EXERCISE DETAILS: Every entry below should be printed exactly.

(Stored data)
··········

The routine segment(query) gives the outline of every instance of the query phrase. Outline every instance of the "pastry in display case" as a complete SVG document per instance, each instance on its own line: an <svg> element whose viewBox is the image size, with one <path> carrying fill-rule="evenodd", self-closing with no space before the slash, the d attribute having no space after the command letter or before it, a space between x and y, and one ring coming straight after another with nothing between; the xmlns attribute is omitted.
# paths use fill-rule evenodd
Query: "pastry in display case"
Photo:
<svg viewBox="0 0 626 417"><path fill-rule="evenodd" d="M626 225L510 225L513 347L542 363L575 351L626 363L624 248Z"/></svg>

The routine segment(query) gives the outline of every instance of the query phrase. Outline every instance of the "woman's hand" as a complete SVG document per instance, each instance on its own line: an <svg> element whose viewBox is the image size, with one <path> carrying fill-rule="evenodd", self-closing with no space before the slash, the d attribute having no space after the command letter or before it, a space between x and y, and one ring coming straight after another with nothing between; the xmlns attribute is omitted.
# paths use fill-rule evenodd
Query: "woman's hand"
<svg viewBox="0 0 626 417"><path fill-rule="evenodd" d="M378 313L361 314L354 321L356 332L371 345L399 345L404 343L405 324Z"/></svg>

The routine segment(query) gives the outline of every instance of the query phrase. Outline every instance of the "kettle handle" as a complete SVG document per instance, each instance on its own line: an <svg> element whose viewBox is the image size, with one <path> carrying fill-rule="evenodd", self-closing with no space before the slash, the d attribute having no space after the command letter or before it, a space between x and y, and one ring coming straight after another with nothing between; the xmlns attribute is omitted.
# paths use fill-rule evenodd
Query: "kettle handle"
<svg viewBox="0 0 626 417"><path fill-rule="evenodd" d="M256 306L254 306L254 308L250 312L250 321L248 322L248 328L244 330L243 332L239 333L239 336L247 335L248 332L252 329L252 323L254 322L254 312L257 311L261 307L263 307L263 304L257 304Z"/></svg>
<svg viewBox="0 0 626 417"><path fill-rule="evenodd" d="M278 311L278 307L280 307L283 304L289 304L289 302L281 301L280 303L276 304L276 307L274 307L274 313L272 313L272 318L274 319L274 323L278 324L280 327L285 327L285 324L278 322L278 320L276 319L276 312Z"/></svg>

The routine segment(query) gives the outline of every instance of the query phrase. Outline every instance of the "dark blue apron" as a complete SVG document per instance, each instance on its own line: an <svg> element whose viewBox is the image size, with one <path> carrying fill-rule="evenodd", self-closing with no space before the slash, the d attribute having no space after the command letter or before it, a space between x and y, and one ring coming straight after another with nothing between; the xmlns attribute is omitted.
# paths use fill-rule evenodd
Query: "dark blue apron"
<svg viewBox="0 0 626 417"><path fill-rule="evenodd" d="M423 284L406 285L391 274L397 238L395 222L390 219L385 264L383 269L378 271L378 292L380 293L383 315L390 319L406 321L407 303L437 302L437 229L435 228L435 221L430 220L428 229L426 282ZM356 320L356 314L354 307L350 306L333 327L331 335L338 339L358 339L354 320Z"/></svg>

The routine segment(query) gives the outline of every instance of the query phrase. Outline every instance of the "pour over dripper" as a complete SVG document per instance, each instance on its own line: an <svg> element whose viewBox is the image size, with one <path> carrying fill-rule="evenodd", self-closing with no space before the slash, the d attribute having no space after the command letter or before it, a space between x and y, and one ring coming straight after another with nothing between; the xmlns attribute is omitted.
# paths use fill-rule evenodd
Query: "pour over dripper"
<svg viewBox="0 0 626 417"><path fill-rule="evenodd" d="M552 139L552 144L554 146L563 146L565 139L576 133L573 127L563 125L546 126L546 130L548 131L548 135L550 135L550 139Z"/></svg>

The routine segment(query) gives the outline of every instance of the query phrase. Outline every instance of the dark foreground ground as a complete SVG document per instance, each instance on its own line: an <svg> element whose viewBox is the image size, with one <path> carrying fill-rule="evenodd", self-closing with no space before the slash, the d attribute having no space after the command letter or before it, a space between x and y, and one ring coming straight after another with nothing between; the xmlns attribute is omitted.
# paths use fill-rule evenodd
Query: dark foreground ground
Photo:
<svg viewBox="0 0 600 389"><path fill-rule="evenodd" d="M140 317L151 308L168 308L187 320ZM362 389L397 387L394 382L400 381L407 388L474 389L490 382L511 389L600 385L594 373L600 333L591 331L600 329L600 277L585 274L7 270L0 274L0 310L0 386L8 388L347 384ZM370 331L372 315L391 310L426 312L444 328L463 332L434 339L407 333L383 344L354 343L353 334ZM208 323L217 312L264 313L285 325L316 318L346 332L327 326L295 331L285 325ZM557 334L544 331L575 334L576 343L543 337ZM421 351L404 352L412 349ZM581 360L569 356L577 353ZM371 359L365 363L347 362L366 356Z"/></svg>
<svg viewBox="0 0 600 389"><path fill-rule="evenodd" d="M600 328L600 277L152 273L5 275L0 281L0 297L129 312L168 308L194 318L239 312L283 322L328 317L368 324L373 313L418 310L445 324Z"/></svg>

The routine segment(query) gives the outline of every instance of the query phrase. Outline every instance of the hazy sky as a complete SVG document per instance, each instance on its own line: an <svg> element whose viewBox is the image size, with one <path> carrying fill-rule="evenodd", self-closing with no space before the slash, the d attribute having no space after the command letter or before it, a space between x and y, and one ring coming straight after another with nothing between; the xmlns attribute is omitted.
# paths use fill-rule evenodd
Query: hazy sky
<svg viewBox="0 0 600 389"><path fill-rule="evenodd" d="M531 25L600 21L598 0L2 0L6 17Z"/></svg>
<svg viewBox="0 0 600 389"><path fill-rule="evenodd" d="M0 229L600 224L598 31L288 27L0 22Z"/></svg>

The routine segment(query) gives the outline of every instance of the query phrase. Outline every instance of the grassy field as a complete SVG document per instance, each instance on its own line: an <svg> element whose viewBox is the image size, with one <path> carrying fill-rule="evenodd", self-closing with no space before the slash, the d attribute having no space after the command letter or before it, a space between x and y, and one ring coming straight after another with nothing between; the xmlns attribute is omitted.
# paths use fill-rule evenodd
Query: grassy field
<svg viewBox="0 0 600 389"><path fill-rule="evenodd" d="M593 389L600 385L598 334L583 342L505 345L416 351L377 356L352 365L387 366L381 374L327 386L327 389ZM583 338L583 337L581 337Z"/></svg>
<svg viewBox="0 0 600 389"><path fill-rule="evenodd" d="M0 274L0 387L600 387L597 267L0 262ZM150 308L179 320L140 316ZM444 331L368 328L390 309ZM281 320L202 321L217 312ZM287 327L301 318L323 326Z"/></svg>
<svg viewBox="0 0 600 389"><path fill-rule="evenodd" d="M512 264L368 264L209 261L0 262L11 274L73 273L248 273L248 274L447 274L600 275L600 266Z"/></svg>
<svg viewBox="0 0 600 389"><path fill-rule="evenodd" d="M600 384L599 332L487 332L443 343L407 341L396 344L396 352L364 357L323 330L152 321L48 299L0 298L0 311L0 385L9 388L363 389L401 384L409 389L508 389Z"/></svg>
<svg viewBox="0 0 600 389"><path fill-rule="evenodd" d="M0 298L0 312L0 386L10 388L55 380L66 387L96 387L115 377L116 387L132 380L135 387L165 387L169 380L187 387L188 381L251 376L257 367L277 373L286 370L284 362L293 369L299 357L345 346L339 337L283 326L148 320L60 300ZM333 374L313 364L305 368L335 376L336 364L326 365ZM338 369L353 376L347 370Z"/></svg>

··········

SOLUTION FOR THIS EXERCISE:
The routine segment(query) gives the outline of every instance of the query phrase. Outline every instance of the "pastry in display case" as a complete SVG document per instance, each instance on its own line: an <svg> element whose viewBox is the image size, with one <path> carrying fill-rule="evenodd", self-closing with no space before the slash, the d attribute having no space after the command letter or before it, a space between x and y, and one ring coming straight after another with nothing between; the xmlns attribute is omitted.
# paths use fill-rule evenodd
Query: "pastry in display case"
Photo:
<svg viewBox="0 0 626 417"><path fill-rule="evenodd" d="M626 225L510 225L513 347L542 363L575 351L626 363L624 248Z"/></svg>

The routine segment(query) gives the outline of every instance of the query phrase. Outline every instance of the "woman's hand" as a complete SVG document per instance, each instance on its own line: an <svg> element whose viewBox is the image size, with one <path> carrying fill-rule="evenodd", self-closing with no space before the slash, the d attribute having no space after the command letter or before it, a space between x and y, and one ring coming straight after another with nothing between; the xmlns attribute is omitted.
# paths use fill-rule evenodd
Query: "woman's hand"
<svg viewBox="0 0 626 417"><path fill-rule="evenodd" d="M378 313L361 314L354 321L356 332L371 345L399 345L404 343L405 324Z"/></svg>

The routine segment(query) gives the outline of every instance of the query phrase. Outline every instance of the "kettle handle" as a complete SVG document per instance, each instance on its own line: an <svg> element whose viewBox is the image size, with one <path> carrying fill-rule="evenodd", self-closing with no space before the slash, the d attribute having no space after the command letter or before it, a space between x and y, and one ring coming straight after another with nothing between; the xmlns attribute is omitted.
# paths use fill-rule evenodd
Query: "kettle handle"
<svg viewBox="0 0 626 417"><path fill-rule="evenodd" d="M256 306L254 306L254 308L250 312L250 321L248 322L248 328L244 330L243 332L239 333L239 336L247 335L248 332L252 329L252 323L254 322L254 312L257 311L261 307L263 307L263 304L257 304Z"/></svg>
<svg viewBox="0 0 626 417"><path fill-rule="evenodd" d="M278 311L278 307L280 307L283 304L289 304L289 302L281 301L280 303L276 304L276 307L274 307L274 313L272 313L272 318L274 319L274 323L278 324L280 327L285 327L285 324L278 322L278 320L276 319L276 312Z"/></svg>

The routine segment(query) gives the outline of every instance of the query phrase. Outline every instance of the "dark blue apron" as a complete SVG document per instance, each instance on its own line: an <svg> element whose viewBox is the image size, with one <path> carrying fill-rule="evenodd", self-closing with no space before the slash, the d attribute having no space after the command letter or before it, a space between x and y, and one ring coming straight after another with nothing between; the xmlns attribute is omitted.
# paths use fill-rule evenodd
Query: "dark blue apron"
<svg viewBox="0 0 626 417"><path fill-rule="evenodd" d="M423 284L406 285L391 274L397 238L395 222L390 219L385 264L383 269L378 271L378 292L380 293L383 315L390 319L406 321L407 303L437 302L437 229L435 228L435 221L430 220L428 229L426 282ZM356 320L356 314L354 307L350 306L333 327L331 335L338 339L358 339L354 320Z"/></svg>

The routine segment(query) gives the outline of every instance of the query phrase. Outline every instance of the "pour over dripper" as a complete SVG document per instance, each instance on its own line: an <svg> element whose viewBox is the image size, with one <path> carrying fill-rule="evenodd", self-closing with no space before the slash, the d attribute having no space after the command letter or before it, a space between x and y, and one ring coming straight after another with nothing between; the xmlns attribute is omitted.
# paths use fill-rule evenodd
Query: "pour over dripper"
<svg viewBox="0 0 626 417"><path fill-rule="evenodd" d="M552 139L552 144L554 146L563 146L565 139L576 133L573 127L563 125L546 126L546 130L548 131L548 135L550 135L550 139Z"/></svg>

The routine segment(query) gives the outline of every instance of the query phrase. Outline every instance of the dark foreground ground as a complete SVG document per instance, each instance on its own line: an <svg> element whose viewBox is the image size, with one <path> carrying fill-rule="evenodd", self-closing with no space before the slash, the d attribute having no space after the command letter or before it, a space between x and y, and one ring coming straight after another with nothing between; the xmlns attribute is omitted.
# paths use fill-rule evenodd
Query: dark foreground ground
Photo:
<svg viewBox="0 0 600 389"><path fill-rule="evenodd" d="M140 317L151 308L168 308L187 320ZM362 389L397 387L394 382L400 381L407 388L474 389L490 382L511 389L600 385L594 373L600 333L591 331L600 329L600 277L585 274L7 270L0 274L0 310L0 386L8 388L347 384ZM370 331L372 315L391 310L426 312L444 328L463 332L434 339L407 333L383 344L354 343L353 334ZM208 323L217 312L264 313L285 325L316 318L346 332L327 326L295 331L285 325ZM557 334L544 331L575 334L576 343L543 337ZM421 351L404 352L412 349ZM581 360L569 356L577 353ZM371 359L365 363L347 362L366 356Z"/></svg>
<svg viewBox="0 0 600 389"><path fill-rule="evenodd" d="M600 328L600 277L152 273L5 275L0 281L0 297L129 312L168 308L194 318L239 312L283 322L328 317L368 324L373 313L418 310L445 324Z"/></svg>

The routine segment(query) gives the outline of every instance of the query phrase. Outline every instance of the hazy sky as a complete SVG document per instance, each instance on its own line: an <svg> element whose viewBox is the image size, with one <path> carrying fill-rule="evenodd", self-closing with no space before the slash, the d attribute having no space after the command letter or before it, a space between x and y, and one ring coming straight after another with nothing between; the xmlns attribute is omitted.
# paths use fill-rule evenodd
Query: hazy sky
<svg viewBox="0 0 600 389"><path fill-rule="evenodd" d="M531 25L600 21L598 0L2 0L6 17Z"/></svg>
<svg viewBox="0 0 600 389"><path fill-rule="evenodd" d="M0 229L600 224L598 31L288 27L0 22Z"/></svg>

The routine segment(query) gives the outline of every instance of the query phrase. Outline every instance of the grassy field as a complete SVG document per instance, each instance on its own line: an <svg> element whose viewBox is the image size, with one <path> carrying fill-rule="evenodd", self-closing with no space before the slash, the d attribute having no space after the command letter or before it, a space between x and y, and one ring coming straight after another with nothing between; the xmlns attribute is omitted.
# paths use fill-rule evenodd
Query: grassy field
<svg viewBox="0 0 600 389"><path fill-rule="evenodd" d="M593 389L600 385L598 334L583 342L505 345L416 351L377 356L352 365L387 366L381 374L327 386L327 389ZM583 338L583 337L581 337Z"/></svg>
<svg viewBox="0 0 600 389"><path fill-rule="evenodd" d="M0 274L0 387L600 387L597 267L0 262ZM150 308L179 320L140 316ZM444 331L368 328L390 309ZM281 320L202 321L217 312ZM287 327L301 318L323 326Z"/></svg>
<svg viewBox="0 0 600 389"><path fill-rule="evenodd" d="M512 264L368 264L209 261L0 262L11 274L73 273L248 273L248 274L447 274L600 275L600 266Z"/></svg>
<svg viewBox="0 0 600 389"><path fill-rule="evenodd" d="M600 384L599 332L487 332L443 343L407 341L396 344L396 352L364 357L323 330L152 321L48 299L0 298L0 311L0 385L9 388L363 389L401 384L409 389L508 389Z"/></svg>
<svg viewBox="0 0 600 389"><path fill-rule="evenodd" d="M0 298L0 312L0 386L10 388L55 380L66 387L96 387L115 377L116 387L132 380L135 387L165 387L169 380L187 387L188 381L251 376L257 367L277 373L286 370L284 362L293 369L299 357L345 346L339 337L283 326L148 320L60 300ZM333 374L313 364L305 368L335 376L336 364L326 365ZM338 369L353 376L347 370Z"/></svg>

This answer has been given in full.